> EXERCISE PROMPT
Could you extract the full text about Phil Goff's heart attack, word for word, before going on to the material?

Start of SUPPLIED TEXT

Auckland Mayor Phil Goff has revealed he could have died after suffering a heart attack at the weekend and being rushed to Auckland Hospital where he underwent two operations.
Goff said one of his arteries was completely blocked off and "if the blockage had of occurred in the other (main) artery it could have been fatal".
The main artery was 75 per cent blocked.
In an exclusive interview with the Herald, the 64-year-old politician has spoken about the events leading up to the heart attack, a family history of heart disease that claimed the life of his older brother, brilliant treatment from the public health system and stern words from his wife Mary.
"I told her [Mary] I might go to a meeting and she ripped me to shreds, telling me 'I'm taking you home and you are staying there for the rest of the week'," Goff told the Herald before being discharged from Middlemore Hospital yesterday afternoon.
"I should go out and buy a Lotto ticket. I was pretty lucky in regards to my brother and, for that matter, Len Brown."
Brown, the first mayor of the Super City, collapsed on stage from a major heart attack at the Pacific Music Awards in 2008 when he was Mayor of Manukau City. He returned to work several months later.
Goff said heart disease is a genetic problem that runs in the family. His older brother Warren, collapsed and died from a heart attack at the age of 58 in 2007. His great-great grandmother, who had 13 children, died of a heart attack aged 56 and an uncle had a triple heart bypass.
Events leading up to the heart attack
The mayor touched down at Auckland Airport last Thursday morning after spending three days in Hong Kong promoting business and closer economic ties between Auckland and the Asian powerhouse.
He went home, managed to have a shower because power had just come back on to his farmlet at Clevedon after Tuesday's cyclone, and headed to work in the city.

End of SUPPLIED TEXT
Start of DATA LISTING

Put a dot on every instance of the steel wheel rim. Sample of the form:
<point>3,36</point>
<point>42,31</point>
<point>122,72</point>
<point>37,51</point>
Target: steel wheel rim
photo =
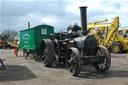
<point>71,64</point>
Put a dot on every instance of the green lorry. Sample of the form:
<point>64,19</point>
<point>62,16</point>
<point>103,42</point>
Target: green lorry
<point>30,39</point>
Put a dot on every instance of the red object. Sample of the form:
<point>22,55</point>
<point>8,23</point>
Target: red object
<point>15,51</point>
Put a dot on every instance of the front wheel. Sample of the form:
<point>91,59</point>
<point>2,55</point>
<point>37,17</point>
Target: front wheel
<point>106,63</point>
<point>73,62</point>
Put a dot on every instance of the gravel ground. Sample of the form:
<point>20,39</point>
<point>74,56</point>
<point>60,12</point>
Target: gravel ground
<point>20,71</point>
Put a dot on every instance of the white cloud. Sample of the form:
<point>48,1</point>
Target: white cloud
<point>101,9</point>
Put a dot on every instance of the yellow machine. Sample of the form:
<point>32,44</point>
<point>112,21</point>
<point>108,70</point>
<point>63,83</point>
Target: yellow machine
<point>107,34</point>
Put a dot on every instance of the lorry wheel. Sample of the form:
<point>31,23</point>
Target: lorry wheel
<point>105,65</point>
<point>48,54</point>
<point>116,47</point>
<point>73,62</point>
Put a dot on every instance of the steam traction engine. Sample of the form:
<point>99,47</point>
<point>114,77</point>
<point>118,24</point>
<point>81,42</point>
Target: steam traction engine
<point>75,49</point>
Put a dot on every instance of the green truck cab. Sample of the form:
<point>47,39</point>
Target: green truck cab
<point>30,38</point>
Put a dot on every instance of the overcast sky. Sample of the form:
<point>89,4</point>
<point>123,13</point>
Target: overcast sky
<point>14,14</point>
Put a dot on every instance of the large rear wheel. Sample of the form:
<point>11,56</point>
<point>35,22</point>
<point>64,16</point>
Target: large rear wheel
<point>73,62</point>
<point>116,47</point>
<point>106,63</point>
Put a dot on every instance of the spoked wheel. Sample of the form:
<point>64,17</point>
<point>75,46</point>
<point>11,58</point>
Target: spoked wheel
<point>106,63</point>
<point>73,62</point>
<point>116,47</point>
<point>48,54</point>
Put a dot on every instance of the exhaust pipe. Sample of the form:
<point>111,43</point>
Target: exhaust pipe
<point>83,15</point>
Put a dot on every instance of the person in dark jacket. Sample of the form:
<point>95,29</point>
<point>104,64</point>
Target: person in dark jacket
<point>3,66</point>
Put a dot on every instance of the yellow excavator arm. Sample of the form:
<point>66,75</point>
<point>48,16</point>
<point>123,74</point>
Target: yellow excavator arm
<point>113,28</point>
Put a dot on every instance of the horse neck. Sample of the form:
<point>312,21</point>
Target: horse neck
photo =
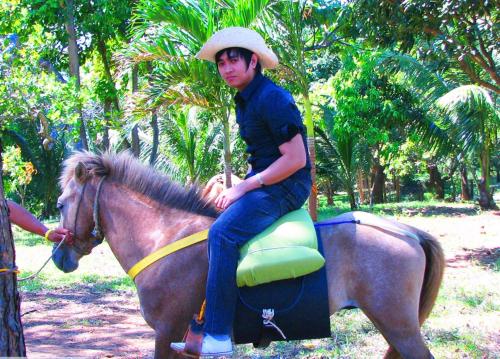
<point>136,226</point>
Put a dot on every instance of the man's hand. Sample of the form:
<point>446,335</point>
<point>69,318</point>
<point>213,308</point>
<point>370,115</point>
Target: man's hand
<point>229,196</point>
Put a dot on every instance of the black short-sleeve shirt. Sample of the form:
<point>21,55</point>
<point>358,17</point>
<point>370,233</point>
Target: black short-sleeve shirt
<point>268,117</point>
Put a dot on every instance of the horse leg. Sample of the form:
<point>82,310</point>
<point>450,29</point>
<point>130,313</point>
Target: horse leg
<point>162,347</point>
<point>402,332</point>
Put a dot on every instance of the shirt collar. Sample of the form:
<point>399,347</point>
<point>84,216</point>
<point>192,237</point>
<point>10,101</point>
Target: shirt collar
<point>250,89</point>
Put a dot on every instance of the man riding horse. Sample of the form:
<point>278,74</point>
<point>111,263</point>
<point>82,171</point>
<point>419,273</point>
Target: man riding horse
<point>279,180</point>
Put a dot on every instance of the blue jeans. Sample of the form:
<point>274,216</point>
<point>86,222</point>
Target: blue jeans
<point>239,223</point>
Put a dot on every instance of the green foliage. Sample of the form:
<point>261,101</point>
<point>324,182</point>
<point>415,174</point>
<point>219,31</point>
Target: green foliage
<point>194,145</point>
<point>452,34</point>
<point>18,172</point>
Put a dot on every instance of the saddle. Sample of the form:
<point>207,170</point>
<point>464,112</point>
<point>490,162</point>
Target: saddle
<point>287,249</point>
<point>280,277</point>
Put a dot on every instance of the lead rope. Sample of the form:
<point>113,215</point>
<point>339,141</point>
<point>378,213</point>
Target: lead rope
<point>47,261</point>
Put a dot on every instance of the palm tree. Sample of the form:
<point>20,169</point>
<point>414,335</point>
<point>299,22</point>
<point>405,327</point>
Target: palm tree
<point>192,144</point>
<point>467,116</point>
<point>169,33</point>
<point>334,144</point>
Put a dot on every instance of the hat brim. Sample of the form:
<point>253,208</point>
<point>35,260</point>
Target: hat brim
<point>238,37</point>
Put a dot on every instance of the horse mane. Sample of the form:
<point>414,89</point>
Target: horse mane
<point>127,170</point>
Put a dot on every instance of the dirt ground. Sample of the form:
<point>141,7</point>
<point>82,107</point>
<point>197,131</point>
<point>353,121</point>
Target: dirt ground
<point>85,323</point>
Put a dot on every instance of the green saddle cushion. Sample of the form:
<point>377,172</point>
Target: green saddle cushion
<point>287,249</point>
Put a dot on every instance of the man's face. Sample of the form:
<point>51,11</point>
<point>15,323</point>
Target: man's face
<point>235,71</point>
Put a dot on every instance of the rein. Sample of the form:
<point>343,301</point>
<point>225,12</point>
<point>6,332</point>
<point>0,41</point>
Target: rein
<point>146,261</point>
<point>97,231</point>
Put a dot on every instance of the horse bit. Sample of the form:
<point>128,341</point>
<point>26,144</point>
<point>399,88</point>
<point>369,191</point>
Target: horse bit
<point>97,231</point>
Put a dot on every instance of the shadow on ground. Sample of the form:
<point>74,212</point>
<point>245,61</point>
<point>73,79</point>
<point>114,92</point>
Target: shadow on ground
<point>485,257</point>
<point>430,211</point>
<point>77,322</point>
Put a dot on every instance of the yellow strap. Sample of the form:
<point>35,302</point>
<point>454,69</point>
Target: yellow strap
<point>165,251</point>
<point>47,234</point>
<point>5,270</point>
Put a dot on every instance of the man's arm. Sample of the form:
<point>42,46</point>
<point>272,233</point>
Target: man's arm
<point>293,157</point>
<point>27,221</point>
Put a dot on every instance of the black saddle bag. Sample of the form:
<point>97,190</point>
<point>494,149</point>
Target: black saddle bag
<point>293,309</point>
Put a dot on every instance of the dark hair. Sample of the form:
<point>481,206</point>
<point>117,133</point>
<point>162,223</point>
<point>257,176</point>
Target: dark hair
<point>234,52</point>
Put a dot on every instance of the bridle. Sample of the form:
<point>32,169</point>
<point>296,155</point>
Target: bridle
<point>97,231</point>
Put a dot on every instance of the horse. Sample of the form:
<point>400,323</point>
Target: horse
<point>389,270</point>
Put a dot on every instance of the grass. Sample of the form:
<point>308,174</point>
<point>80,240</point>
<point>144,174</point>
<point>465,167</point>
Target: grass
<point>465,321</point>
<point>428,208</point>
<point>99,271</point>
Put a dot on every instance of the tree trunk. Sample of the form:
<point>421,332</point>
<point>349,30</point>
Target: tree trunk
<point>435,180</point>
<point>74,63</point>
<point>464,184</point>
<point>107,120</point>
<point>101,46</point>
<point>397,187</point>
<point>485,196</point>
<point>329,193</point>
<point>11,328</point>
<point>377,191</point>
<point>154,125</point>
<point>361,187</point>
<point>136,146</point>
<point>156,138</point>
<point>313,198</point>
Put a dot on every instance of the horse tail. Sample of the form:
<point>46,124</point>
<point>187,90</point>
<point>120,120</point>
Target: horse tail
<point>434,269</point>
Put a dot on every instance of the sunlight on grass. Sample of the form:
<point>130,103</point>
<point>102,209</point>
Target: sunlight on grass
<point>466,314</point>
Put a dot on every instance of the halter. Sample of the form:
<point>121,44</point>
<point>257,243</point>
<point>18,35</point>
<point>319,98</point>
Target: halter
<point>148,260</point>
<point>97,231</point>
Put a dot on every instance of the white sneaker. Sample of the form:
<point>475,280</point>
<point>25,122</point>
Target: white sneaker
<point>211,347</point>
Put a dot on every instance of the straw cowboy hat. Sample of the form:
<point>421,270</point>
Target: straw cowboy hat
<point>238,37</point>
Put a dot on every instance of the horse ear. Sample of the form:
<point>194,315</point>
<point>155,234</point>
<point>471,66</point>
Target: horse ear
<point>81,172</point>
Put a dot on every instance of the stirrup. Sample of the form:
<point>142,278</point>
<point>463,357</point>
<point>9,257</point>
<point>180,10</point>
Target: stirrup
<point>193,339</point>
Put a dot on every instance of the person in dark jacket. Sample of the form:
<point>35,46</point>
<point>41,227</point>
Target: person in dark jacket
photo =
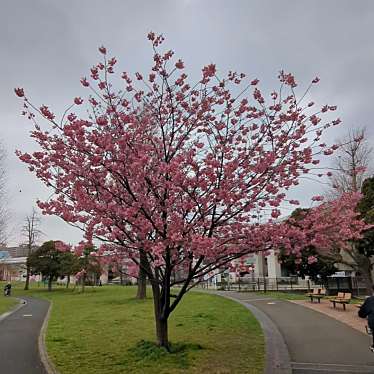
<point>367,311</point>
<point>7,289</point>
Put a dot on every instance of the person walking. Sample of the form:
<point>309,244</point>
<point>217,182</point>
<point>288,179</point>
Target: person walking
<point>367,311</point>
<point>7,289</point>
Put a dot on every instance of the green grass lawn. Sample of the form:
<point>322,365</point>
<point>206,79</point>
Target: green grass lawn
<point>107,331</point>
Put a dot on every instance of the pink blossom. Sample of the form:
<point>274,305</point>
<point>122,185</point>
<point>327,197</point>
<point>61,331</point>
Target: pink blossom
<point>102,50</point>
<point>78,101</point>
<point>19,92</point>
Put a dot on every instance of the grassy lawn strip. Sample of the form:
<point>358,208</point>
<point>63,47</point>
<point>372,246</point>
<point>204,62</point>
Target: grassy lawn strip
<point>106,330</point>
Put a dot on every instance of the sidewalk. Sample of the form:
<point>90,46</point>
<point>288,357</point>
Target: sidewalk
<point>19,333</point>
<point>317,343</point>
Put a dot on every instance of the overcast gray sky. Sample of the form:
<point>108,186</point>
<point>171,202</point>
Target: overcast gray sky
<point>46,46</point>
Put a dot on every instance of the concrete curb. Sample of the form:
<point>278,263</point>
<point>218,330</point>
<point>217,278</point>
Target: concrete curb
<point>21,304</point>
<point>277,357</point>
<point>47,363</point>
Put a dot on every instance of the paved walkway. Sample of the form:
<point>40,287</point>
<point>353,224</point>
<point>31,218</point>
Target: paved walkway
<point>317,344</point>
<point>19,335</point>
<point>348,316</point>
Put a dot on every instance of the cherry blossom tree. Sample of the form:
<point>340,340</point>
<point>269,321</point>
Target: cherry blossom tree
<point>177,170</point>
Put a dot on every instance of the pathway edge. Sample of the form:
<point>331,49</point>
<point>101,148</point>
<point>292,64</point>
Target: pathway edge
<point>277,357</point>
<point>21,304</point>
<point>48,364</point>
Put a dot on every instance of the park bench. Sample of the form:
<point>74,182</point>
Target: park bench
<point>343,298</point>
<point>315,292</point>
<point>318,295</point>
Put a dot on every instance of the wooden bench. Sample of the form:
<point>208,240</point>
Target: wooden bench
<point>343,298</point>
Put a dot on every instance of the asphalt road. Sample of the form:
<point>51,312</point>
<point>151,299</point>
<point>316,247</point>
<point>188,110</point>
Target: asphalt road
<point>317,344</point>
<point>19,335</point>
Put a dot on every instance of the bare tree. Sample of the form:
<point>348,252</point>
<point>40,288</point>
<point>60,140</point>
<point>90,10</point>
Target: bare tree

End of DATA LISTING
Start of DATA LISTING

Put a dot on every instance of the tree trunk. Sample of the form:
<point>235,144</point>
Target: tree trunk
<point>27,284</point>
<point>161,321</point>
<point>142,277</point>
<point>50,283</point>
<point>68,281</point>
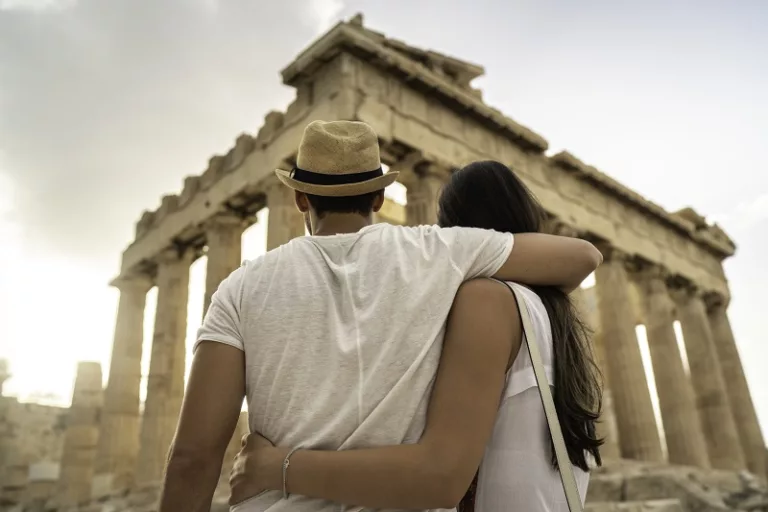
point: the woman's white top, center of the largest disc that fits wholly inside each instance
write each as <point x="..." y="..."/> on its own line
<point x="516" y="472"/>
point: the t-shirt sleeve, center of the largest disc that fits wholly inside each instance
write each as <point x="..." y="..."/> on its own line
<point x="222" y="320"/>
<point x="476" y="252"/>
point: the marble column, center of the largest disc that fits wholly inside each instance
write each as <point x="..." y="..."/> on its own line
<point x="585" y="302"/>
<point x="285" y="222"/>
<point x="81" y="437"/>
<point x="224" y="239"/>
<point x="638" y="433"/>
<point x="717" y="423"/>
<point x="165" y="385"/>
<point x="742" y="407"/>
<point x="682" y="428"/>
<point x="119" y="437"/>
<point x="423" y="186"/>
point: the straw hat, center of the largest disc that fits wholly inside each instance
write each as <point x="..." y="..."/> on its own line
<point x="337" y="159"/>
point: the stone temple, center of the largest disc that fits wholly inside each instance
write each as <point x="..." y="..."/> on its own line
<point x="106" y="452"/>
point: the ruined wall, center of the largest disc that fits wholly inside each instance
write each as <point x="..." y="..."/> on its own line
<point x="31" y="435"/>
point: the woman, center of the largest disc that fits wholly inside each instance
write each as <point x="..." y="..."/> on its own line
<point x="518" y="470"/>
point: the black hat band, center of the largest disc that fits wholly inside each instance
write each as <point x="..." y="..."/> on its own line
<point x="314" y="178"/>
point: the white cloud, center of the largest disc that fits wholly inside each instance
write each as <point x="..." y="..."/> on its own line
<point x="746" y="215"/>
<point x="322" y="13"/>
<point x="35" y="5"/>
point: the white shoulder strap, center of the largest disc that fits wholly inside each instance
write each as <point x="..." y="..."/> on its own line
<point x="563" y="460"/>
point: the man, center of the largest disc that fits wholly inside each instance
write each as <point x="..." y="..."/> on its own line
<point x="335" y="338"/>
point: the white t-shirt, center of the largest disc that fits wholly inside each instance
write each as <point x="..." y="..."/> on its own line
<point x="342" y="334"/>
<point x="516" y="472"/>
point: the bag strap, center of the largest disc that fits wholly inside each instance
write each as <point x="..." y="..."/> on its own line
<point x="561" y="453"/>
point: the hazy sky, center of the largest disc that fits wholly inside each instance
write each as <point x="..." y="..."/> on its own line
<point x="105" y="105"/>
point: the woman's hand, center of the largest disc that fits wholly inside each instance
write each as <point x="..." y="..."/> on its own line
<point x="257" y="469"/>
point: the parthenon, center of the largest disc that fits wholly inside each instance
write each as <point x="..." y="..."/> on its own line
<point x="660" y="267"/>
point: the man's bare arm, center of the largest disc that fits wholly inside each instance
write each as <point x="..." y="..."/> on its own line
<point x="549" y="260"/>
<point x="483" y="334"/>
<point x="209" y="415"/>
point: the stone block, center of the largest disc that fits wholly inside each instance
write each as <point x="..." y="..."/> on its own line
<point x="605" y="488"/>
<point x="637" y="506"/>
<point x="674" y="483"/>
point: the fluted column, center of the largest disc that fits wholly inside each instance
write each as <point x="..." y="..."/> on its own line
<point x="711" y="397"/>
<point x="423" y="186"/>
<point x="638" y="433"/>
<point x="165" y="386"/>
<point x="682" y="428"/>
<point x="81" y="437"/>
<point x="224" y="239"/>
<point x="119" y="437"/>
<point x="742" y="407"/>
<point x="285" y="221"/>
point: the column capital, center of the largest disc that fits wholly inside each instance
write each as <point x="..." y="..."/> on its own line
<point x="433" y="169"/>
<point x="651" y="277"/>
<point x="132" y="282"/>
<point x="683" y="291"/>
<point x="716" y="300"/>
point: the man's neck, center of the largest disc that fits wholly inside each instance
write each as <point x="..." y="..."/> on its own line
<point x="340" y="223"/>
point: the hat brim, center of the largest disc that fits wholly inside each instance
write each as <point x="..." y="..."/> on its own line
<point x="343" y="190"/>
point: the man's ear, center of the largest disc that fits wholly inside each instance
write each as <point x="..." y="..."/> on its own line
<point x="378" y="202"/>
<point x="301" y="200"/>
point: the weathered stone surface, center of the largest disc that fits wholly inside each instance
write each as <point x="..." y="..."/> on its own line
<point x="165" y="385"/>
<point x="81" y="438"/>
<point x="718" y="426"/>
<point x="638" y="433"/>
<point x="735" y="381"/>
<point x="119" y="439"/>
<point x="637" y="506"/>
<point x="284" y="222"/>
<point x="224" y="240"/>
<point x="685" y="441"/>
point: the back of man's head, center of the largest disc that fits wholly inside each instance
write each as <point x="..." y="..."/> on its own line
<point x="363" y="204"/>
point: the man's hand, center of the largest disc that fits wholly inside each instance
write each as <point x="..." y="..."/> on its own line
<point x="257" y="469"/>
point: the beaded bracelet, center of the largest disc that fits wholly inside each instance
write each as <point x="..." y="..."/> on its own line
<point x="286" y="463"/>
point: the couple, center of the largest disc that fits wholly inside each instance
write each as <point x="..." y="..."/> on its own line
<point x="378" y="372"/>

End of DATA LISTING

> TASK ANSWER
Auckland Mayor Phil Goff has revealed he could have died after suffering a heart attack at the weekend and being rushed to Auckland Hospital where he underwent two operations.
Goff said one of his arteries was completely blocked off and "if the blockage had of occurred in the other (main) artery it could have been fatal".
The main artery was 75 per cent blocked.
In an exclusive interview with the Herald, the 64-year-old politician has spoken about the events leading up to the heart attack, a family history of heart disease that claimed the life of his older brother, brilliant treatment from the public health system and stern words from his wife Mary.
"I told her [Mary] I might go to a meeting and she ripped me to shreds, telling me 'I'm taking you home and you are staying there for the rest of the week'," Goff told the Herald before being discharged from Middlemore Hospital yesterday afternoon.
"I should go out and buy a Lotto ticket. I was pretty lucky in regards to my brother and, for that matter, Len Brown."
Brown, the first mayor of the Super City, collapsed on stage from a major heart attack at the Pacific Music Awards in 2008 when he was Mayor of Manukau City. He returned to work several months later.
Goff said heart disease is a genetic problem that runs in the family. His older brother Warren, collapsed and died from a heart attack at the age of 58 in 2007. His great-great grandmother, who had 13 children, died of a heart attack aged 56 and an uncle had a triple heart bypass.
Events leading up to the heart attack
The mayor touched down at Auckland Airport last Thursday morning after spending three days in Hong Kong promoting business and closer economic ties between Auckland and the Asian powerhouse.
He went home, managed to have a shower because power had just come back on to his farmlet at Clevedon after Tuesday's cyclone, and headed to work in the city.